INPUT RECORDS:
════════

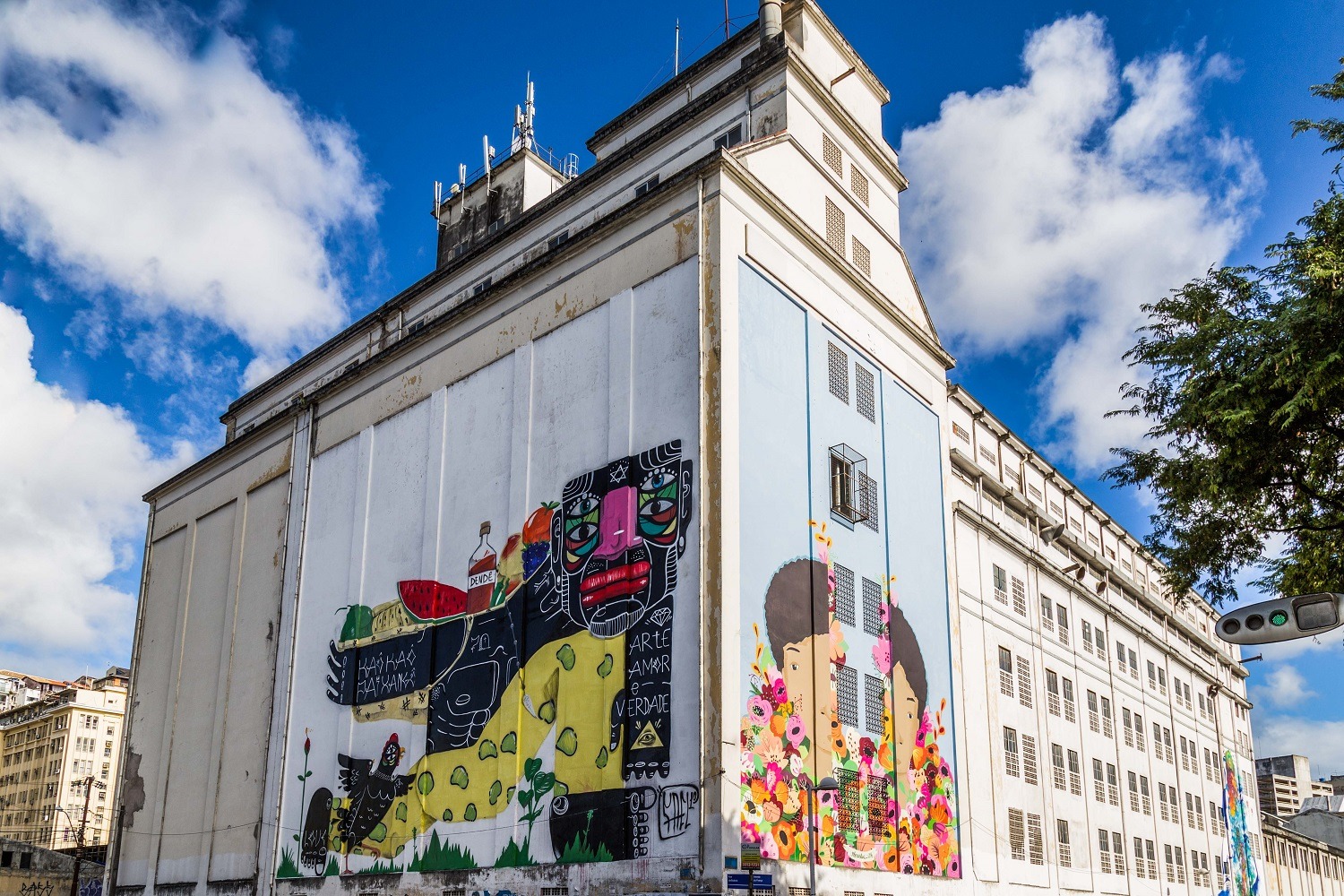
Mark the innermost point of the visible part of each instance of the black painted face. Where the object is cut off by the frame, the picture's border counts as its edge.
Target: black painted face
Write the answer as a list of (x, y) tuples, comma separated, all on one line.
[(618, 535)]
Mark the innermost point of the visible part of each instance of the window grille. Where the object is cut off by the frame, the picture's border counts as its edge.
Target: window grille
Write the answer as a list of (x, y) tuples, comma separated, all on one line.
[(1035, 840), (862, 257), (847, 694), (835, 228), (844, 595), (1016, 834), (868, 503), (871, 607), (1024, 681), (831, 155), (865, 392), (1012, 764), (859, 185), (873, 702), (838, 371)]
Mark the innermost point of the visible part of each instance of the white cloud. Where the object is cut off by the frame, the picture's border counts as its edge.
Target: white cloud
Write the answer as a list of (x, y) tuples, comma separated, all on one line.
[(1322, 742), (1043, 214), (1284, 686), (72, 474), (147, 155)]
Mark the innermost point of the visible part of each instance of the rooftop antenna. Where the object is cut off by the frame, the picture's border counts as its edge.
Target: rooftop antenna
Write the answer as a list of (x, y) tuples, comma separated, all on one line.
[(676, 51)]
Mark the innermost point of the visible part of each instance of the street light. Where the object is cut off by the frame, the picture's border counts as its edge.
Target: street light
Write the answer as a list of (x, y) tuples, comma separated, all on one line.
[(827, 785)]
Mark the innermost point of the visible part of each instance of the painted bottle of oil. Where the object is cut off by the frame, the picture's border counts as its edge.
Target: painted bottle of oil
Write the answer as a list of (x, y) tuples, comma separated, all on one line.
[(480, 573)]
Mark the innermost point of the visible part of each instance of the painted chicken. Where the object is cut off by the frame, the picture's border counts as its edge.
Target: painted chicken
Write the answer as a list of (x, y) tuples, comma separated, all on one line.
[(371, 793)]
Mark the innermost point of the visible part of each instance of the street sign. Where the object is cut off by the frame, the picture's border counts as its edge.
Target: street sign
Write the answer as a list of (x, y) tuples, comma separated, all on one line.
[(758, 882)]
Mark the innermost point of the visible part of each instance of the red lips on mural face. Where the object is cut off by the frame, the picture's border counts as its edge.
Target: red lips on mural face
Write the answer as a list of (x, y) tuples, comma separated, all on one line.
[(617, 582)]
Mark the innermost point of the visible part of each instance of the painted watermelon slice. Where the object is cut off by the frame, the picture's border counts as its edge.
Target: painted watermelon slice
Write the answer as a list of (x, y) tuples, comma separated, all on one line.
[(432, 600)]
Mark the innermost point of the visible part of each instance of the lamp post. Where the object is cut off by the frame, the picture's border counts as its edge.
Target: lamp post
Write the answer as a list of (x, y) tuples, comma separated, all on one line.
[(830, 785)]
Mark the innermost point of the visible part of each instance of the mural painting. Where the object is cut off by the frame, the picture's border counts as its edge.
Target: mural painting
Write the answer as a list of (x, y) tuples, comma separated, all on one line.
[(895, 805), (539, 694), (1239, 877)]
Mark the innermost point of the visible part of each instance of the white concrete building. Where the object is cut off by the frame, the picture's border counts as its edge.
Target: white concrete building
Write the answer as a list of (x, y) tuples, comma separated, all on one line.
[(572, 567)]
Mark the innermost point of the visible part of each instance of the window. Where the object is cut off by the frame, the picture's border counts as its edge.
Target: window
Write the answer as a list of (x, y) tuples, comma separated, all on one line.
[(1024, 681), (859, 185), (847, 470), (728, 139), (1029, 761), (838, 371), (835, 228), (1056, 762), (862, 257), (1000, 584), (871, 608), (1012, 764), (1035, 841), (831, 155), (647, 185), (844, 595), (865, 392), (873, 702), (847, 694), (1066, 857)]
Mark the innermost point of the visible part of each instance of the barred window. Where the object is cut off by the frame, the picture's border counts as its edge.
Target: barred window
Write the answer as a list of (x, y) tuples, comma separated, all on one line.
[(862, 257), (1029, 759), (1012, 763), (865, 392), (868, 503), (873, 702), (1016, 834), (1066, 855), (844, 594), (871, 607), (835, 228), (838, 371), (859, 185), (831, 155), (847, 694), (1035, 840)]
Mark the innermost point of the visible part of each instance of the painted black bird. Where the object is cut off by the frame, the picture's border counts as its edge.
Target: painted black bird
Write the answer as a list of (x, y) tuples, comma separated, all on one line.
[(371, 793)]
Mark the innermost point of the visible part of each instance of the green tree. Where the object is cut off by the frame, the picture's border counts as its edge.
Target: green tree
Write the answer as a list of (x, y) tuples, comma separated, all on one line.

════════

ABOUT THIS EXERCISE: Having found the line with "Target: painted black bird", please set it down along with every line after it through the end of the material above, exactly and with nothing added.

WRITTEN SOLUTION:
Target: painted black bird
Write the answer as a list of (x, y) tuples, comma separated, all on one line.
[(371, 793)]
Mark the innermost point of the visible part of each instance of the green tree. Where the object is cut off by the frame, the picture's border counts as its edge.
Target: green tree
Write the answer as a list of (x, y) tuples, comma separated, all on one line.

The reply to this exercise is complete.